WHAT TO WORK ON - Copy out the lines of the records below word for word, from the line containing "I need to verify whether the green leaf" through the line containing "296, 56, 319, 90", both of those lines included.

MATERIAL SHOWN -
--------------------
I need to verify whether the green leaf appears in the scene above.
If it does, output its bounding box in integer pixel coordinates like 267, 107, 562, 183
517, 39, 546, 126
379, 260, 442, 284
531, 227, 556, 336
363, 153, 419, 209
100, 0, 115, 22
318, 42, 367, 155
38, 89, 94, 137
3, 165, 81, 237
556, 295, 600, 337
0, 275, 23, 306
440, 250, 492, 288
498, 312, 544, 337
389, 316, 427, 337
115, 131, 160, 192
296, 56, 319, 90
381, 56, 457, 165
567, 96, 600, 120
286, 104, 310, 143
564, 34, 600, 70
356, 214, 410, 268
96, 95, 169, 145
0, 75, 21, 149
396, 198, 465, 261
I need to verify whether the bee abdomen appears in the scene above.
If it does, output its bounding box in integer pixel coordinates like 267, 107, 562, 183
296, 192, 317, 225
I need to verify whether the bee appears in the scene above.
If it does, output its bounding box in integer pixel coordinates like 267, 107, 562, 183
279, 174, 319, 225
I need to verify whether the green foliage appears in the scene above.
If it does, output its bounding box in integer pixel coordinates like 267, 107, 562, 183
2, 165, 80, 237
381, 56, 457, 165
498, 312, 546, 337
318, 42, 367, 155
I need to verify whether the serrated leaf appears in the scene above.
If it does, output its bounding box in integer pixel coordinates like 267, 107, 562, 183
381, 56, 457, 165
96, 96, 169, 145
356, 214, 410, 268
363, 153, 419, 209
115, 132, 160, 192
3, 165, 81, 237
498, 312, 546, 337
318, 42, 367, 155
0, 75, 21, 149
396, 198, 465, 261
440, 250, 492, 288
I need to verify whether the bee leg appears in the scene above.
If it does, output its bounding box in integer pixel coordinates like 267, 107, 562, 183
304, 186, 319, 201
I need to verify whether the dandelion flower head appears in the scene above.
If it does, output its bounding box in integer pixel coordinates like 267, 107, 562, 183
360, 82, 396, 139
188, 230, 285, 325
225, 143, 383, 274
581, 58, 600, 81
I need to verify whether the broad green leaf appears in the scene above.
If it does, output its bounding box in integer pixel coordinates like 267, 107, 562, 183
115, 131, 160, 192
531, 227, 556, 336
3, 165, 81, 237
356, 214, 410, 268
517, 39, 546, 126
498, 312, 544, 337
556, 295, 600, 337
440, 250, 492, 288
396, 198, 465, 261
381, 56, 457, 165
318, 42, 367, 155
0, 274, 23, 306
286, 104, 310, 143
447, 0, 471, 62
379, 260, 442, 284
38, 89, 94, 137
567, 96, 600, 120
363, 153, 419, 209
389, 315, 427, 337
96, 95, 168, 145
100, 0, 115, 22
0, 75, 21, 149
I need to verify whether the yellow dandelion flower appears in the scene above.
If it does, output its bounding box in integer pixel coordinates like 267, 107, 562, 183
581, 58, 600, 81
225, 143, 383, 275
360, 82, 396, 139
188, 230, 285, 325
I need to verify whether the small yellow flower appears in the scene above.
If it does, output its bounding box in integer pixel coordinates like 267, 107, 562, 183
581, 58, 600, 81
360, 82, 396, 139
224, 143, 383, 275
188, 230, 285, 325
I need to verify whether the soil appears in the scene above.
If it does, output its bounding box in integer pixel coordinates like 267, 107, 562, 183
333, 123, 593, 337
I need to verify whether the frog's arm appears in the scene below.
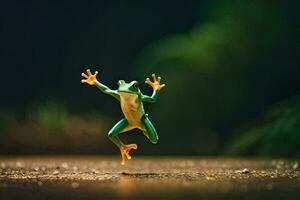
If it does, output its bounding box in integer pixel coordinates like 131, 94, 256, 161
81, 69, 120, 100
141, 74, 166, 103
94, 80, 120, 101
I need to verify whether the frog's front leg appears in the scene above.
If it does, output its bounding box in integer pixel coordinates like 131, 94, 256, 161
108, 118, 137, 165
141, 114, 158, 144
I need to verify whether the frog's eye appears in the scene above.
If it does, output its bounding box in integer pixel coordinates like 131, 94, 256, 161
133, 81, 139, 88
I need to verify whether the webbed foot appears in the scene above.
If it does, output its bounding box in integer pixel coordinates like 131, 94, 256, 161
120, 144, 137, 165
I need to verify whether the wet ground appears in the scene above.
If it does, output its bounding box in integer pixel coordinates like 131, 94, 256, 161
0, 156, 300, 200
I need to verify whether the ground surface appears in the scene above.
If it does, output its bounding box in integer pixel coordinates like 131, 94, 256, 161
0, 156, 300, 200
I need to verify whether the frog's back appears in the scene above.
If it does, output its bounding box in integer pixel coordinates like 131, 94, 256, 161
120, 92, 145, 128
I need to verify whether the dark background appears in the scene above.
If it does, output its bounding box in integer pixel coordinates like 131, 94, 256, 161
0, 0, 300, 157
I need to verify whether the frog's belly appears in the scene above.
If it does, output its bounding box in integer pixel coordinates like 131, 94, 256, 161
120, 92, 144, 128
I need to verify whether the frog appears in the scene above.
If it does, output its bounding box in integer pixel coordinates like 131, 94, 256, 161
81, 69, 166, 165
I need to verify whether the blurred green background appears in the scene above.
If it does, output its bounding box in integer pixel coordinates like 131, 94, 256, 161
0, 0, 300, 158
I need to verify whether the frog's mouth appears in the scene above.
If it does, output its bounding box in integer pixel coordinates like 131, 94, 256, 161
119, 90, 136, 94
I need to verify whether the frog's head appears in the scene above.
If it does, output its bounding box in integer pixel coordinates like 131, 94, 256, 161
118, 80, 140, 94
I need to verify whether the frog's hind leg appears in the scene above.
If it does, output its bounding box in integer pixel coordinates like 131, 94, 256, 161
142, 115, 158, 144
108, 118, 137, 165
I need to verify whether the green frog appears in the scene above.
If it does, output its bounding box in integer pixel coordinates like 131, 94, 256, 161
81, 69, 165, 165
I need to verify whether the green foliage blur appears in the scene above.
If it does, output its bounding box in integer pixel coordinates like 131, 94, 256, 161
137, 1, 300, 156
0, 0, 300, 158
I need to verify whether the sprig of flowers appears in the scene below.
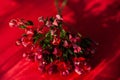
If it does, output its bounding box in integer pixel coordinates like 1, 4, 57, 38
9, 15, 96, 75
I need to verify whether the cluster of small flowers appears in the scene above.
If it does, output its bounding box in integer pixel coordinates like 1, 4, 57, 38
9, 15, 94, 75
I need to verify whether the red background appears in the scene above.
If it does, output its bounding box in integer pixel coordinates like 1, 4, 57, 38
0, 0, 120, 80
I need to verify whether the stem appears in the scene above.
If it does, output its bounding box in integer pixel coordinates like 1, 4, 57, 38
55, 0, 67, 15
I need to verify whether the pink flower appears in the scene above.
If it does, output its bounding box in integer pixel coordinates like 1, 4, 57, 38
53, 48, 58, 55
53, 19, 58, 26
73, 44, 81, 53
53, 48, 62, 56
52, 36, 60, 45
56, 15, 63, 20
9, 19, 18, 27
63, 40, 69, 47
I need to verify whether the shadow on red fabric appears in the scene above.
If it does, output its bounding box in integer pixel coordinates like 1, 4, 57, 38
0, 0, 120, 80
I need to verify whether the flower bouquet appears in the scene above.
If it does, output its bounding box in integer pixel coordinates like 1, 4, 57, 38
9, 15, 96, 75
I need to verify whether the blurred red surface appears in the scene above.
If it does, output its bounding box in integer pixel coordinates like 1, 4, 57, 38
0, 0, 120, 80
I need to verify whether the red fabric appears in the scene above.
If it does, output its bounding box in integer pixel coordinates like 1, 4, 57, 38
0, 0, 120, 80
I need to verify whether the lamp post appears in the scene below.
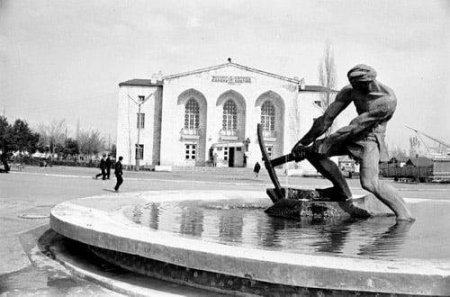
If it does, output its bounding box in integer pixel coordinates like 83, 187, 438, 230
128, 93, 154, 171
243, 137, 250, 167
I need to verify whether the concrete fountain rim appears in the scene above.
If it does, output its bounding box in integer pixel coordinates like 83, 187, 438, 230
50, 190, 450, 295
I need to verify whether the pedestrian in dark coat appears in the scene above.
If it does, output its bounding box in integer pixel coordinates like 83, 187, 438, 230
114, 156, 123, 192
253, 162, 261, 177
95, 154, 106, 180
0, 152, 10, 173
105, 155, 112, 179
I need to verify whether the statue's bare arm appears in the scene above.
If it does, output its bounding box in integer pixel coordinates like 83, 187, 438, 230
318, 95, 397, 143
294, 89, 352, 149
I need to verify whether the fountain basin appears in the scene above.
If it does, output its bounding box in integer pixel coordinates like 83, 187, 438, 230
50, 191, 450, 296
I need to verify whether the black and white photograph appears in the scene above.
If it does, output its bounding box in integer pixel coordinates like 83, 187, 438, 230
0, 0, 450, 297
--------------------
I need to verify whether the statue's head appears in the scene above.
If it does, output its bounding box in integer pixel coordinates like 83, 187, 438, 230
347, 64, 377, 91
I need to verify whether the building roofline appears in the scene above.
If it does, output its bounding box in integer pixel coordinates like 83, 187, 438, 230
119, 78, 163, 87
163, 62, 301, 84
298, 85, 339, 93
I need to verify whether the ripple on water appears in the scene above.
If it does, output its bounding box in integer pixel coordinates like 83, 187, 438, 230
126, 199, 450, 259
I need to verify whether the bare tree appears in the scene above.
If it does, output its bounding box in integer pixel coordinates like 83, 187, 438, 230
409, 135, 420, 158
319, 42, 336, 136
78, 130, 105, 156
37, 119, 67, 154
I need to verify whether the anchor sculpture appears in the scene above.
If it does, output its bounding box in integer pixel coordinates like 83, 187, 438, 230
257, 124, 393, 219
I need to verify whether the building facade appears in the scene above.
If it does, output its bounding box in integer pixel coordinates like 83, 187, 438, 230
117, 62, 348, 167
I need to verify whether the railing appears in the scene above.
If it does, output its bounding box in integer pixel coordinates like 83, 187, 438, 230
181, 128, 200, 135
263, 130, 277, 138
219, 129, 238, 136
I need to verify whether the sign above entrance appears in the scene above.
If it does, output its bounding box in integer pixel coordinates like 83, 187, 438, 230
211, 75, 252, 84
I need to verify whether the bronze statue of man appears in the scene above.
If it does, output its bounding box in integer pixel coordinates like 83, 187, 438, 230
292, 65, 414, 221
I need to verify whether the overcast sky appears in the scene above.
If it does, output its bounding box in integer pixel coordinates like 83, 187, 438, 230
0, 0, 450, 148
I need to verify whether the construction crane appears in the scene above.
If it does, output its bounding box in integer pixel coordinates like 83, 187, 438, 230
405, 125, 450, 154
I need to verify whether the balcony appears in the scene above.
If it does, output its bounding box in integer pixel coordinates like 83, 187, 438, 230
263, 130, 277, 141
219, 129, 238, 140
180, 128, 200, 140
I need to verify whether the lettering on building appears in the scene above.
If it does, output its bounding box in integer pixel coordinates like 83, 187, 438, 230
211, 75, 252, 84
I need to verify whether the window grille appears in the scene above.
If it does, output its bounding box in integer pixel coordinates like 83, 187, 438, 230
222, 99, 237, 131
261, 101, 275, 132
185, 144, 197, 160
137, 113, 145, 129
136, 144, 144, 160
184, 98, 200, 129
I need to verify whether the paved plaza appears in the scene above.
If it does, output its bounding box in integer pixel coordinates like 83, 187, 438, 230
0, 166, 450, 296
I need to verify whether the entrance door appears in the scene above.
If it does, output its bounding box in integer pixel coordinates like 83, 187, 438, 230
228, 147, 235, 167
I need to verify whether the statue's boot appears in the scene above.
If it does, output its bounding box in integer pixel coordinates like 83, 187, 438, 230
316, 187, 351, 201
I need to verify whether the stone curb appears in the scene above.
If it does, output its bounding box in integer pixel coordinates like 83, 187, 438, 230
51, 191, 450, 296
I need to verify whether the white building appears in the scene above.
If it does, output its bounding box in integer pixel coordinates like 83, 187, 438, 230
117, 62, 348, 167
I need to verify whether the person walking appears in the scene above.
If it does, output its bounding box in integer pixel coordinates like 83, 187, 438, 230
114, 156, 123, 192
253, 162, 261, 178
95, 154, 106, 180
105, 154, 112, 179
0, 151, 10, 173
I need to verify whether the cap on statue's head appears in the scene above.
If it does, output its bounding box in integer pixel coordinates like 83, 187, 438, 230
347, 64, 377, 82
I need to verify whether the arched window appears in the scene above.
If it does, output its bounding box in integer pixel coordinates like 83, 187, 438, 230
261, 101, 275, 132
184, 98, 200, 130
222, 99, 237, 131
--------------------
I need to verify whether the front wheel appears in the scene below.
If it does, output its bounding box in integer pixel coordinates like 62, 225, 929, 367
--------------------
RESULT OF THE EXERCISE -
I need to verify whether the green leaf appears in the scene above.
If it does, output its bounding box in integer pixel coordinates like 267, 107, 562, 183
517, 39, 546, 126
379, 260, 442, 284
531, 227, 556, 336
363, 153, 419, 209
100, 0, 115, 22
318, 42, 367, 155
38, 89, 94, 137
3, 165, 81, 237
556, 295, 600, 337
0, 275, 23, 306
440, 250, 492, 288
498, 312, 544, 337
389, 316, 427, 337
115, 131, 160, 192
296, 56, 319, 90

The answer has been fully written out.